TEXTE:
Mon grand Cédric, mon beau Cédric, mon courageux petit garçon. Et comme c'est moi qui me sens si petite parfois quand je le regarde avancer. Il a déjà en lui toute la sagesse du monde, en ces instants immobiles où je l'ai regardé partir dans on grand lit tout blanc, ses yeux fixés sur moi. Et même quand il se montre espiègle, quand il "régresse", quand il fait des bêtises, j'ai toujours l'impression qu'il ne fait que jouer au petit, comme pour nous rassurer "je suis un vrai petit garçon."

J'entends les leçons, les conseils des uns et des autres, la compréhension, la compassion de mes amis et proches. Souvent en les écoutant je me sens tellement en décalage, je ne me dis pas "ils ne comprennent rien", je me dit seulement que je voudrais penser comme eux, voir comme eux, que ce soit si simple...

Il y a des choses qui m'embrouillent et qui m'aveuglent. Des choses tellement profondes et compliquées... Mon histoire, mon éternelle culpabilité.

LISTE DES TÂCHES:
- a) Extrayez du texte sur Cédric, mot pour mot, le passage situé entre "Mon grand Cédric, mon" et "soit si simple...", ces deux bornes comprises.
- b) Dans le texte sur Cédric, de quelle couleur est le grand lit de Cédric ?
- c) Poursuivez le texte sur Cédric à partir de sa dernière phrase, s'il vous plaît.
Les lignes ci-dessous proviennent d'une autre source.

LIGNES AFFICHÉES:
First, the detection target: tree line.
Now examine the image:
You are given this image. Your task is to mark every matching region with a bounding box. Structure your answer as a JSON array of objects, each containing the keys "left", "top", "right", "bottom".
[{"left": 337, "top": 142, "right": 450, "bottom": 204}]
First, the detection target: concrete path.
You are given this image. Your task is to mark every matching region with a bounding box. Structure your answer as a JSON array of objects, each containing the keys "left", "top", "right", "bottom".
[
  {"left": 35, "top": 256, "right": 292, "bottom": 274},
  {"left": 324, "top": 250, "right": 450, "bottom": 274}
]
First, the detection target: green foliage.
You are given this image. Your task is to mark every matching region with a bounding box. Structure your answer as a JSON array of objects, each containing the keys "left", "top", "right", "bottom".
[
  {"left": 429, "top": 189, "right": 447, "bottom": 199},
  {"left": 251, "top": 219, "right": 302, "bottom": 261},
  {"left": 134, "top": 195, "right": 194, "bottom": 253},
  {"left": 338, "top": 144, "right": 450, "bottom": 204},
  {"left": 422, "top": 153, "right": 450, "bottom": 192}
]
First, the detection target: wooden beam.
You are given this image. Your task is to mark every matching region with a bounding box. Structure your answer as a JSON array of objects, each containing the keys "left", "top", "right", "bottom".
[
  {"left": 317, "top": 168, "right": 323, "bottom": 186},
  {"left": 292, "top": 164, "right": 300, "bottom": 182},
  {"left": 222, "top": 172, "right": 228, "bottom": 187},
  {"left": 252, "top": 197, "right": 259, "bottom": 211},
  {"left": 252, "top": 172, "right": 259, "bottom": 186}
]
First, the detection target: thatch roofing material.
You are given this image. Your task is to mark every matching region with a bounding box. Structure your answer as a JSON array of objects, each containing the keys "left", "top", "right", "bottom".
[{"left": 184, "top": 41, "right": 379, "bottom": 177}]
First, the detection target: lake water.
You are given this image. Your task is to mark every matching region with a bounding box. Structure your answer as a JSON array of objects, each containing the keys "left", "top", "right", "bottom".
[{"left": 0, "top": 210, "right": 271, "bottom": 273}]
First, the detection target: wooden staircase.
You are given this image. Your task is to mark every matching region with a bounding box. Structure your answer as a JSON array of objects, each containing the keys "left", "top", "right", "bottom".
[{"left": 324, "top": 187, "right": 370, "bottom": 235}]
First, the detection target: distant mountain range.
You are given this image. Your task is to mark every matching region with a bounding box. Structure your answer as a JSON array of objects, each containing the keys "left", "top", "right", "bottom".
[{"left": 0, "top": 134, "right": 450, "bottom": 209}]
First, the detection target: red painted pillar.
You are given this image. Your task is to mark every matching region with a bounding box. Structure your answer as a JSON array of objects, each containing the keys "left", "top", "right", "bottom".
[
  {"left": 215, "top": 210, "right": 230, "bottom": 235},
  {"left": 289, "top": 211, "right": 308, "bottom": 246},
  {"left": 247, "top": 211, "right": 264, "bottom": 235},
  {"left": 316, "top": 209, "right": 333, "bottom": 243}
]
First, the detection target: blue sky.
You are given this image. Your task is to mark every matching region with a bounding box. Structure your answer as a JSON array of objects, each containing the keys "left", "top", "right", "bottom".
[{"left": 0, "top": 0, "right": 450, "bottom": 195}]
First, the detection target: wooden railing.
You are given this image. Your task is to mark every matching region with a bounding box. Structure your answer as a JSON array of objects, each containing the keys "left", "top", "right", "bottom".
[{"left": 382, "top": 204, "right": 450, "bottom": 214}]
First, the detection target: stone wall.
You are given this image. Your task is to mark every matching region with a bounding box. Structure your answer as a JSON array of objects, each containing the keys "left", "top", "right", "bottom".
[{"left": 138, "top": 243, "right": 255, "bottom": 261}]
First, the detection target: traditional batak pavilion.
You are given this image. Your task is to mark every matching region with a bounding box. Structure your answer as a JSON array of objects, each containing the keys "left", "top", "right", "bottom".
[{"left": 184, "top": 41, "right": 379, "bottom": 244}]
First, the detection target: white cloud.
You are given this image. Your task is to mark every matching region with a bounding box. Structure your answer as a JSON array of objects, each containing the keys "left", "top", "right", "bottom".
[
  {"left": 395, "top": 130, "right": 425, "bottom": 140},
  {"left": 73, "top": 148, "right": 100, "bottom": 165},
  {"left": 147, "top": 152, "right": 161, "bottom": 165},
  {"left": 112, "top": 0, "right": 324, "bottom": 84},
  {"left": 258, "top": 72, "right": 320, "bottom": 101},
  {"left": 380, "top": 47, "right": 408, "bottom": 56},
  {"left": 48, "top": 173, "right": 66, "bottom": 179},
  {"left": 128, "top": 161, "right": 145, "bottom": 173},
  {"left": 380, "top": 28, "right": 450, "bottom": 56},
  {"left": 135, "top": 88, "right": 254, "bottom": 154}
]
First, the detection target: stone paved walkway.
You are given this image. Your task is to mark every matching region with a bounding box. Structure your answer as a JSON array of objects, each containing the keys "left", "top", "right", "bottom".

EXERCICES CORRIGÉS:
- a)
Mon grand Cédric, mon beau Cédric, mon courageux petit garçon. Et comme c'est moi qui me sens si petite parfois quand je le regarde avancer. Il a déjà en lui toute la sagesse du monde, en ces instants immobiles où je l'ai regardé partir dans on grand lit tout blanc, ses yeux fixés sur moi. Et même quand il se montre espiègle, quand il "régresse", quand il fait des bêtises, j'ai toujours l'impression qu'il ne fait que jouer au petit, comme pour nous rassurer "je suis un vrai petit garçon."

J'entends les leçons, les conseils des uns et des autres, la compréhension, la compassion de mes amis et proches. Souvent en les écoutant je me sens tellement en décalage, je ne me dis pas "ils ne comprennent rien", je me dit seulement que je voudrais penser comme eux, voir comme eux, que ce soit si simple...

- b) Il est tout blanc.

- c)
Je regarde mon petit garçon comme je le regardait bébé. Ma 7e merveille du monde que je n'osais pas toucher. Par peur de le briser. Le sentiment profond, accablant, que tout ce que je pourrais lui donner serait mauvais.

Pourtant mon petit amour, c'est contre moi qu'il s'appuie, à moi qu'il dit ces choses qu'il ne dit à personne, sur mes genoux que sa peine s'apaise, que dans un simple souffle je sens parfois tout le soulagement du monde que seule une maman peut apporter. Je me nourris de ces instants en faisant de mon mieux pour ne rien chercher d'autres, pour ne pas réfléchir, juste saisir le moment.

Depuis tout petit je sens une force en lui, que toutes mes erreurs de maman n'empêcheront jamais de le pousser vers l'avant. Il va son chemin, tellement certain, lui, contrairement à moi, de savoir où il va.
Je voudrais tellement, parfois, que ce soit moins difficile! Le temps ne rend pas les choses plus simple. Il nous use, il nous fatigue simplement. Chaque hôpital différent, chaque service visité, chaque professionnel consulté, chaque mot, chaque silence, des espoirs mais surtout des doutes, et surtout des questions éludées, non entendues, non prises en compte. Des formules à prononcer, magiques, qui ouvrent des portes ou les gardes scellées. C'est ainsi qu'on tâtonne dans le monde médical, dans le monde du savoir, où l'on est "rien que des parents", des parents ignorants, mais connaissant leur enfant.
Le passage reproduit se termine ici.